START TASK MATERIAL

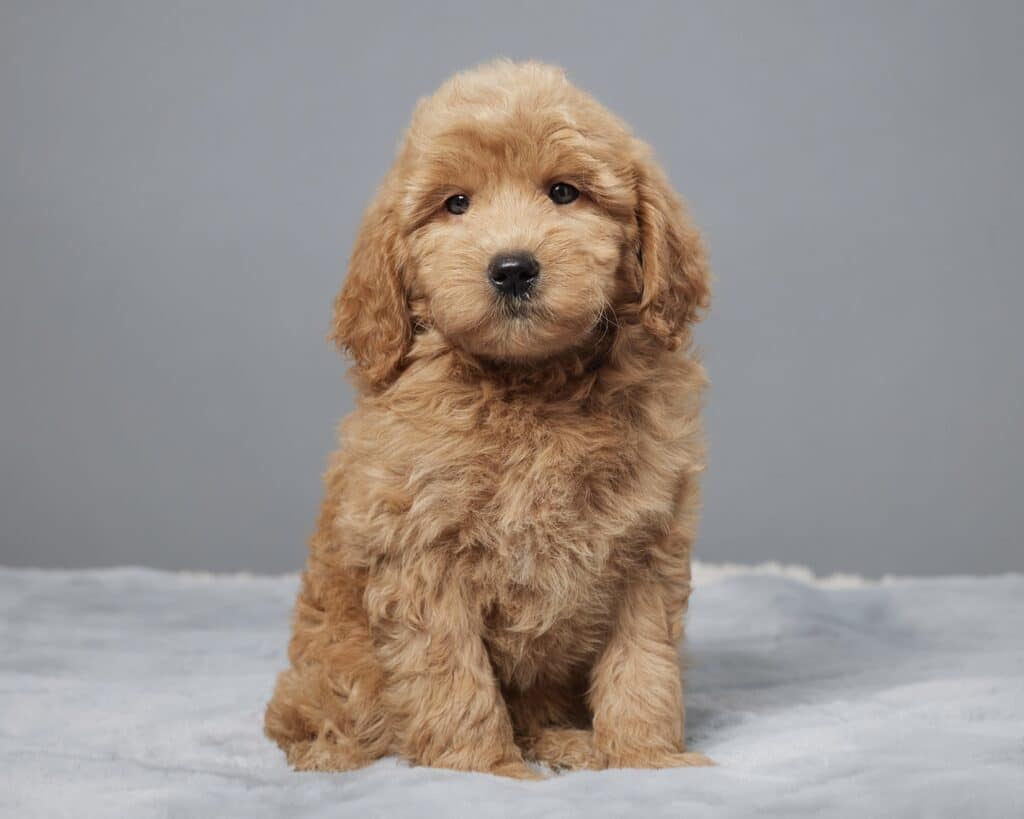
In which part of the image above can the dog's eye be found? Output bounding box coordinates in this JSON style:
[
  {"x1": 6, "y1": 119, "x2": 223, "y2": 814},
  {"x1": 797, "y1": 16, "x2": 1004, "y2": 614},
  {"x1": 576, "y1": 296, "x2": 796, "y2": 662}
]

END TASK MATERIAL

**WHAT TO DO:** Change "image" to "photo" throughout the lines above and give them again with everything else unchanged. Leave the pictures out of your answer.

**PROBLEM SOLUTION:**
In which part of the photo above can the dog's eye be found? Output bounding box coordinates in this JSON style:
[
  {"x1": 6, "y1": 119, "x2": 223, "y2": 814},
  {"x1": 797, "y1": 16, "x2": 1004, "y2": 614},
  {"x1": 576, "y1": 296, "x2": 796, "y2": 662}
]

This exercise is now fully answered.